[Photo-based referring expression data]

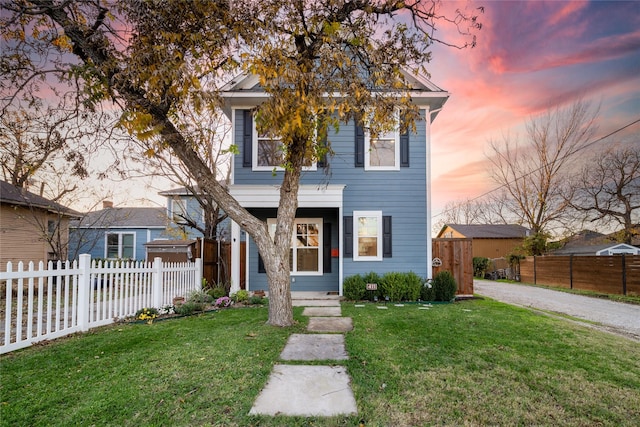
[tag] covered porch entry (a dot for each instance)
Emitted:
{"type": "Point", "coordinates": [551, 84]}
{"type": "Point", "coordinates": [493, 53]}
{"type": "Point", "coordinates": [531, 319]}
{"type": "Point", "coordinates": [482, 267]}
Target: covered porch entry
{"type": "Point", "coordinates": [316, 250]}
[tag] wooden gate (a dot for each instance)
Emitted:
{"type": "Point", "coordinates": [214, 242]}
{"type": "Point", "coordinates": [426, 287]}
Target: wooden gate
{"type": "Point", "coordinates": [456, 256]}
{"type": "Point", "coordinates": [216, 262]}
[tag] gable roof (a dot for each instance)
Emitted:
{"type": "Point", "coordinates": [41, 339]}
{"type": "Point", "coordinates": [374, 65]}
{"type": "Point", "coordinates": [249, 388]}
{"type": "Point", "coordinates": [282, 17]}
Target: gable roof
{"type": "Point", "coordinates": [489, 231]}
{"type": "Point", "coordinates": [124, 218]}
{"type": "Point", "coordinates": [244, 90]}
{"type": "Point", "coordinates": [15, 196]}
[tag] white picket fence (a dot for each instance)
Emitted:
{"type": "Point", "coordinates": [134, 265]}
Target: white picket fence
{"type": "Point", "coordinates": [63, 298]}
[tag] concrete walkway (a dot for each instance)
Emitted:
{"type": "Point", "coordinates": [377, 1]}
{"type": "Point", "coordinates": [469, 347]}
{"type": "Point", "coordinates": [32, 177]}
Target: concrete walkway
{"type": "Point", "coordinates": [311, 390]}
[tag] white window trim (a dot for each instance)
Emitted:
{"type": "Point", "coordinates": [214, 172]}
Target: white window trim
{"type": "Point", "coordinates": [367, 149]}
{"type": "Point", "coordinates": [254, 156]}
{"type": "Point", "coordinates": [120, 234]}
{"type": "Point", "coordinates": [319, 221]}
{"type": "Point", "coordinates": [356, 216]}
{"type": "Point", "coordinates": [183, 205]}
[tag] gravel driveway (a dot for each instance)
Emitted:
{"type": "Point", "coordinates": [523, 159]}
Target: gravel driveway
{"type": "Point", "coordinates": [616, 317]}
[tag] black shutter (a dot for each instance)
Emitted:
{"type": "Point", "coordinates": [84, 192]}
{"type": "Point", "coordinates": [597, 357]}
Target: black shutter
{"type": "Point", "coordinates": [347, 237]}
{"type": "Point", "coordinates": [247, 139]}
{"type": "Point", "coordinates": [359, 146]}
{"type": "Point", "coordinates": [404, 149]}
{"type": "Point", "coordinates": [323, 143]}
{"type": "Point", "coordinates": [386, 237]}
{"type": "Point", "coordinates": [326, 249]}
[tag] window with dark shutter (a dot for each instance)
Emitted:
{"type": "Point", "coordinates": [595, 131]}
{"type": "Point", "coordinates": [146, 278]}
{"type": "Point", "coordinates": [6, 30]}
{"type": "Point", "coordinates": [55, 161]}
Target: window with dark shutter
{"type": "Point", "coordinates": [404, 149]}
{"type": "Point", "coordinates": [347, 237]}
{"type": "Point", "coordinates": [387, 245]}
{"type": "Point", "coordinates": [359, 146]}
{"type": "Point", "coordinates": [326, 243]}
{"type": "Point", "coordinates": [247, 138]}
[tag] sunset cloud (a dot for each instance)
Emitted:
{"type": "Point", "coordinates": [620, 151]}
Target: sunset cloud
{"type": "Point", "coordinates": [531, 56]}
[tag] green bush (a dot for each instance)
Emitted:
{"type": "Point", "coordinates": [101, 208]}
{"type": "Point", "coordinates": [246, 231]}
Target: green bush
{"type": "Point", "coordinates": [444, 286]}
{"type": "Point", "coordinates": [200, 297]}
{"type": "Point", "coordinates": [240, 296]}
{"type": "Point", "coordinates": [480, 266]}
{"type": "Point", "coordinates": [354, 288]}
{"type": "Point", "coordinates": [217, 292]}
{"type": "Point", "coordinates": [257, 300]}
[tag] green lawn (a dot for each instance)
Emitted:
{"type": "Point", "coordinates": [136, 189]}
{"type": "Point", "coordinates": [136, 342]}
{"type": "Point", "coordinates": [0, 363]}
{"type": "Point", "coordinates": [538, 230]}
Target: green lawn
{"type": "Point", "coordinates": [470, 363]}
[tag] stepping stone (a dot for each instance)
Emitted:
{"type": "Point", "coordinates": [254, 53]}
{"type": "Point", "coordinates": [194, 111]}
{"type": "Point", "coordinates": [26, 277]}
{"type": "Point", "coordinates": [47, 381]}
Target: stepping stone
{"type": "Point", "coordinates": [322, 311]}
{"type": "Point", "coordinates": [315, 303]}
{"type": "Point", "coordinates": [300, 390]}
{"type": "Point", "coordinates": [330, 324]}
{"type": "Point", "coordinates": [315, 347]}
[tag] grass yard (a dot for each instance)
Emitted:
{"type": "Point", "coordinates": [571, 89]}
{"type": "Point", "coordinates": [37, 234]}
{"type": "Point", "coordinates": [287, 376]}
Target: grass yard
{"type": "Point", "coordinates": [471, 363]}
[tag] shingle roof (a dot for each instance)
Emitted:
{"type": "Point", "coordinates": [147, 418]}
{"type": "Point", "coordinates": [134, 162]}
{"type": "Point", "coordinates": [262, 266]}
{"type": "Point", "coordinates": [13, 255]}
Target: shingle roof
{"type": "Point", "coordinates": [491, 231]}
{"type": "Point", "coordinates": [125, 217]}
{"type": "Point", "coordinates": [12, 195]}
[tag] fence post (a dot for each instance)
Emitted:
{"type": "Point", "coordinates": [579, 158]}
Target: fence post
{"type": "Point", "coordinates": [156, 292]}
{"type": "Point", "coordinates": [624, 275]}
{"type": "Point", "coordinates": [198, 274]}
{"type": "Point", "coordinates": [84, 284]}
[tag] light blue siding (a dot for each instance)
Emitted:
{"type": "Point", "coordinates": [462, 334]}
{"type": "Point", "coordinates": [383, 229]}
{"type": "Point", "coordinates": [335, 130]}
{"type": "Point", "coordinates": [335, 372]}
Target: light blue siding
{"type": "Point", "coordinates": [399, 194]}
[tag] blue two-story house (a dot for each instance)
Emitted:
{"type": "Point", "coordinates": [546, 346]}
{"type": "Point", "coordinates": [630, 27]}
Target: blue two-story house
{"type": "Point", "coordinates": [364, 208]}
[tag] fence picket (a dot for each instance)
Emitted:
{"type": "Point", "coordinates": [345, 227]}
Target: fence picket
{"type": "Point", "coordinates": [87, 294]}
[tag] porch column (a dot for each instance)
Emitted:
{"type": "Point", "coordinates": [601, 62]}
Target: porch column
{"type": "Point", "coordinates": [235, 257]}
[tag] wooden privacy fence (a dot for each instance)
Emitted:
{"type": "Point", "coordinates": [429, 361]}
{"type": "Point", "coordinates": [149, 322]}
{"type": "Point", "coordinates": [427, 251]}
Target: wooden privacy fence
{"type": "Point", "coordinates": [54, 300]}
{"type": "Point", "coordinates": [611, 274]}
{"type": "Point", "coordinates": [456, 256]}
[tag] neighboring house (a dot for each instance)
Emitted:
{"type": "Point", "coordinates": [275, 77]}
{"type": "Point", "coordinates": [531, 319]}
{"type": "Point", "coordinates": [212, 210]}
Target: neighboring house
{"type": "Point", "coordinates": [589, 242]}
{"type": "Point", "coordinates": [181, 203]}
{"type": "Point", "coordinates": [363, 209]}
{"type": "Point", "coordinates": [118, 233]}
{"type": "Point", "coordinates": [32, 228]}
{"type": "Point", "coordinates": [488, 240]}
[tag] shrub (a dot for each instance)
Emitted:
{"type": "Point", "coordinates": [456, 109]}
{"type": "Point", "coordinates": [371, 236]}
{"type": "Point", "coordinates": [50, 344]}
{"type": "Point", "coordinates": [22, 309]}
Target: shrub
{"type": "Point", "coordinates": [188, 308]}
{"type": "Point", "coordinates": [147, 313]}
{"type": "Point", "coordinates": [217, 292]}
{"type": "Point", "coordinates": [480, 266]}
{"type": "Point", "coordinates": [223, 302]}
{"type": "Point", "coordinates": [393, 285]}
{"type": "Point", "coordinates": [240, 296]}
{"type": "Point", "coordinates": [414, 286]}
{"type": "Point", "coordinates": [354, 287]}
{"type": "Point", "coordinates": [444, 286]}
{"type": "Point", "coordinates": [257, 300]}
{"type": "Point", "coordinates": [200, 297]}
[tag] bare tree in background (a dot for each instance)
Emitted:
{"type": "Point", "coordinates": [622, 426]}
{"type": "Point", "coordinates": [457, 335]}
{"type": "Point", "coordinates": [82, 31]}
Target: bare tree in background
{"type": "Point", "coordinates": [208, 133]}
{"type": "Point", "coordinates": [608, 189]}
{"type": "Point", "coordinates": [534, 172]}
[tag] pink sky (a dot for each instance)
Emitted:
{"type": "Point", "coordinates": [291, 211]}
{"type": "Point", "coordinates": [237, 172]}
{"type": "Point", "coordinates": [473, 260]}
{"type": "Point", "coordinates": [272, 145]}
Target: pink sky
{"type": "Point", "coordinates": [530, 56]}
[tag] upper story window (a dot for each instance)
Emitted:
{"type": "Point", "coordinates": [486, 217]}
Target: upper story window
{"type": "Point", "coordinates": [305, 253]}
{"type": "Point", "coordinates": [367, 244]}
{"type": "Point", "coordinates": [120, 245]}
{"type": "Point", "coordinates": [382, 152]}
{"type": "Point", "coordinates": [178, 210]}
{"type": "Point", "coordinates": [267, 152]}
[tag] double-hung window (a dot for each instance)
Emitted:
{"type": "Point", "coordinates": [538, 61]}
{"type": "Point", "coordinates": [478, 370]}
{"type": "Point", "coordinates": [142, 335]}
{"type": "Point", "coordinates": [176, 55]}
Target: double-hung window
{"type": "Point", "coordinates": [120, 246]}
{"type": "Point", "coordinates": [305, 253]}
{"type": "Point", "coordinates": [268, 153]}
{"type": "Point", "coordinates": [367, 242]}
{"type": "Point", "coordinates": [382, 151]}
{"type": "Point", "coordinates": [178, 210]}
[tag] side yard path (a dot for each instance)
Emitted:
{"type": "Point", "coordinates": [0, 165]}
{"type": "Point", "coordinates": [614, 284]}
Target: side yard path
{"type": "Point", "coordinates": [311, 390]}
{"type": "Point", "coordinates": [611, 316]}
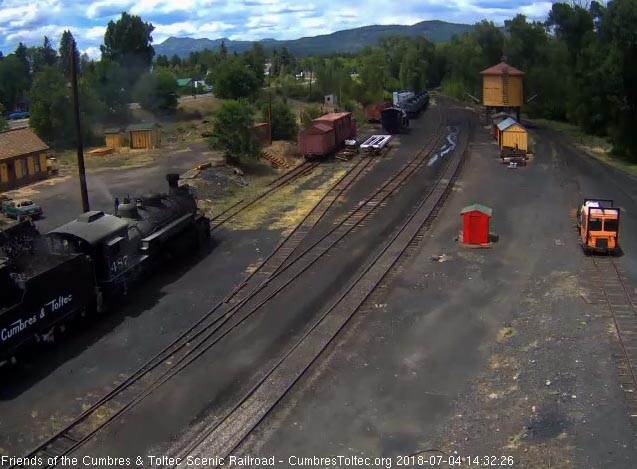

* [Exercise description]
Wherever the line holding "[tag] fence post (a dot for each instance)" falls in the entries above, copy exactly from it through the line holding "[tag] blue two-story", inclusive, and add nothing.

* [Exercise answer]
[tag] fence post (a dot for each instance)
Emitted:
{"type": "Point", "coordinates": [579, 158]}
Target: fence post
{"type": "Point", "coordinates": [156, 292]}
{"type": "Point", "coordinates": [624, 275]}
{"type": "Point", "coordinates": [198, 274]}
{"type": "Point", "coordinates": [84, 284]}
[tag] light blue siding (a dot for each instance)
Emitted:
{"type": "Point", "coordinates": [462, 334]}
{"type": "Point", "coordinates": [383, 229]}
{"type": "Point", "coordinates": [335, 130]}
{"type": "Point", "coordinates": [335, 372]}
Target: light blue siding
{"type": "Point", "coordinates": [399, 194]}
[tag] blue two-story house (a dot for each instance)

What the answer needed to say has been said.